- **Problem description**
Produce a verbatim copy of the entries listed below.

- **Data section**

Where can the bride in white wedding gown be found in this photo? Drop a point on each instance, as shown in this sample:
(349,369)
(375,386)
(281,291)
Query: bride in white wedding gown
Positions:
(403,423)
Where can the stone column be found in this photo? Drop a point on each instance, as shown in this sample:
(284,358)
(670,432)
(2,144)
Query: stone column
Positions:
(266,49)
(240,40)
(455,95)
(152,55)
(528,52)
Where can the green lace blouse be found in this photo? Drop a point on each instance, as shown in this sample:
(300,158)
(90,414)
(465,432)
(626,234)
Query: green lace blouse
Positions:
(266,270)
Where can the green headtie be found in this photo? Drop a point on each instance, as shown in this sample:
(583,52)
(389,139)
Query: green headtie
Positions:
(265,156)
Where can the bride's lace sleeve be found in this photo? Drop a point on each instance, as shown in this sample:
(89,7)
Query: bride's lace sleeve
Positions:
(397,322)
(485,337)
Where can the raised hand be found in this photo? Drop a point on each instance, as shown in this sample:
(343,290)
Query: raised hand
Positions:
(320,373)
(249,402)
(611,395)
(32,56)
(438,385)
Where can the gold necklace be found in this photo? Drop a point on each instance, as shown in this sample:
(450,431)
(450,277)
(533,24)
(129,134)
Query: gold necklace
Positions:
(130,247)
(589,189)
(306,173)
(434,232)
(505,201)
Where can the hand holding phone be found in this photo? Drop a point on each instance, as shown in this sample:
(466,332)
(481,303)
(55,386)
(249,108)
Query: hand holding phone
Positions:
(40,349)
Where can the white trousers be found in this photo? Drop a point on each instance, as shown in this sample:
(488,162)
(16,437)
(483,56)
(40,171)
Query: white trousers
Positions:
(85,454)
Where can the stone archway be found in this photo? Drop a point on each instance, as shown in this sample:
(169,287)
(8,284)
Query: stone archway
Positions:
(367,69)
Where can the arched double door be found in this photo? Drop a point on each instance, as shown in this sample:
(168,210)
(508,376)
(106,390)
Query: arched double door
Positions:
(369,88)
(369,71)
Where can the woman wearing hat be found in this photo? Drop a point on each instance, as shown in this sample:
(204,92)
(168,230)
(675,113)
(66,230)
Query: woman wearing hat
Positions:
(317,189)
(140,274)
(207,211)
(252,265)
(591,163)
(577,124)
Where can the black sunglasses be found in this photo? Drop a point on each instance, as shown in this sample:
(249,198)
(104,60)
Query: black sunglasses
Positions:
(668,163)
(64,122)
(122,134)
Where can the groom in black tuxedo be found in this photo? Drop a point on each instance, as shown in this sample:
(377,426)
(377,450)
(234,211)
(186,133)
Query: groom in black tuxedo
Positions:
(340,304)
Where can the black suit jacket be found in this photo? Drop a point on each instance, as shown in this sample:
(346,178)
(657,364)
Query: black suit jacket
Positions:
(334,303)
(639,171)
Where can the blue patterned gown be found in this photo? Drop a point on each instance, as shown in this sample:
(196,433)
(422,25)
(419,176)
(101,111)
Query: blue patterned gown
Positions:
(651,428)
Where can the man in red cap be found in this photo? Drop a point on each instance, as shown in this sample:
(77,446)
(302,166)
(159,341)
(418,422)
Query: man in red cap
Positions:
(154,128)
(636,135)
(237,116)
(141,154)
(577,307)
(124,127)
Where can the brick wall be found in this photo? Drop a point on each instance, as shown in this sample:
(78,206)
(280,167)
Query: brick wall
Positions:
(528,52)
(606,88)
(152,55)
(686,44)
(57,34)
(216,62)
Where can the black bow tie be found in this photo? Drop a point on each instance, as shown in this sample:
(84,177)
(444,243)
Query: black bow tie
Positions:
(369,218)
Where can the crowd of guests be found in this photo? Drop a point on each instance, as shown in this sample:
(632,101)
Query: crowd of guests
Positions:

- **Reply**
Where can the bride in white wedding gown be found in this photo? Drop a point on each instance, as shown in this sample:
(349,369)
(375,386)
(281,291)
Query: bride in white wedding gown
Positions:
(403,423)
Where can the stone column be found in this photo? Drop a point on each instance, as shown in this sample:
(284,358)
(670,432)
(2,144)
Query: stone column
Positions:
(266,49)
(240,40)
(455,95)
(152,55)
(528,52)
Where can the green lace blouse be found in this photo? Drop a point on each instance, as shown in this sample:
(300,158)
(90,414)
(465,432)
(626,234)
Query: green lace blouse
Positions:
(266,270)
Where can the green headtie be found in this photo? Drop a point on each instance, as shown in this sample:
(583,52)
(389,139)
Query: green headtie
Positions:
(265,156)
Where can the bride's lace sleeve be found in this photo? Drop a point on each instance, as shown in this sample:
(89,7)
Query: bride's lace sleeve
Positions:
(397,322)
(485,337)
Where can the raised hand be found in this photo? Drop a point on each instance, as shown in this sample:
(343,290)
Query: raised hand
Positions:
(320,373)
(249,402)
(611,395)
(32,56)
(438,385)
Where can the gold necklace be found in this photo? Drop a point on each instance, as shown in this sample:
(450,431)
(450,277)
(533,24)
(129,134)
Query: gold necklace
Positions:
(130,247)
(589,189)
(306,173)
(434,232)
(505,201)
Where can the hand holding phone be found in this photo? Drop a point on each instance, as shown in this sample:
(466,332)
(481,303)
(55,386)
(249,108)
Query: hand holding phone
Positions:
(40,349)
Where can the white trousers be found in this photo? Drop a point on each instance, as shown in this sample:
(488,162)
(16,437)
(483,56)
(40,171)
Query: white trousers
Positions:
(85,454)
Where can the stone archway be found in this photo? Drop a point on each instance, as shown in this sample:
(169,287)
(8,284)
Query: stone archway
Positions:
(367,69)
Where can the arched double door be found in this photo? Drop a point on each instance, as shown in this sample:
(168,210)
(508,376)
(106,390)
Query: arched double door
Positions:
(369,88)
(369,71)
Where can the woman wearing hat be found in this photo? Drop a point on each instance, as shown in this sample:
(204,92)
(168,230)
(675,113)
(66,230)
Query: woman wearing hat
Positions:
(317,189)
(140,274)
(207,211)
(252,265)
(591,163)
(577,124)
Where can the black sunglasses be found in this photo? Drop a point on each instance, as shown in this sample:
(249,198)
(104,60)
Query: black sunglasses
Positions:
(668,163)
(64,122)
(122,134)
Where can the groom in black tuxedo be found in this photo? Drop a point on each instance, as shown in this sample:
(377,426)
(377,450)
(234,211)
(186,133)
Query: groom in black tuxedo
Positions:
(340,304)
Where can the black suit jacket be found in this photo? Drop a point on each instance, as shown in this sample:
(346,178)
(657,364)
Query: black suit jacket
Positions:
(334,303)
(639,171)
Where can the blue patterned gown be found in this photo? Drop a point on each instance, as shown in this sample:
(196,433)
(422,25)
(419,176)
(101,111)
Query: blue patterned gown
Positions:
(651,428)
Where can the man in red cap be found in this photo? Drop a point on each instance, as shown in this sample:
(77,446)
(302,166)
(159,341)
(418,422)
Query: man in red cap
Positions:
(154,128)
(636,135)
(237,116)
(141,154)
(577,307)
(124,127)
Where can the brick wall be found in this photo? Drop a point on each instance, as shown in this sample:
(78,206)
(280,167)
Query: brick wall
Positions:
(528,52)
(606,88)
(152,55)
(686,44)
(57,34)
(216,62)
Where can the black bow tie be found in this photo? Drop a point on each instance, as shown in this sample:
(84,177)
(444,243)
Query: black bow tie
Positions:
(369,218)
Where can the crowd of guests be found in this photo? Drop a point on each instance, as shown in this sample:
(632,101)
Query: crowd of guests
Positions:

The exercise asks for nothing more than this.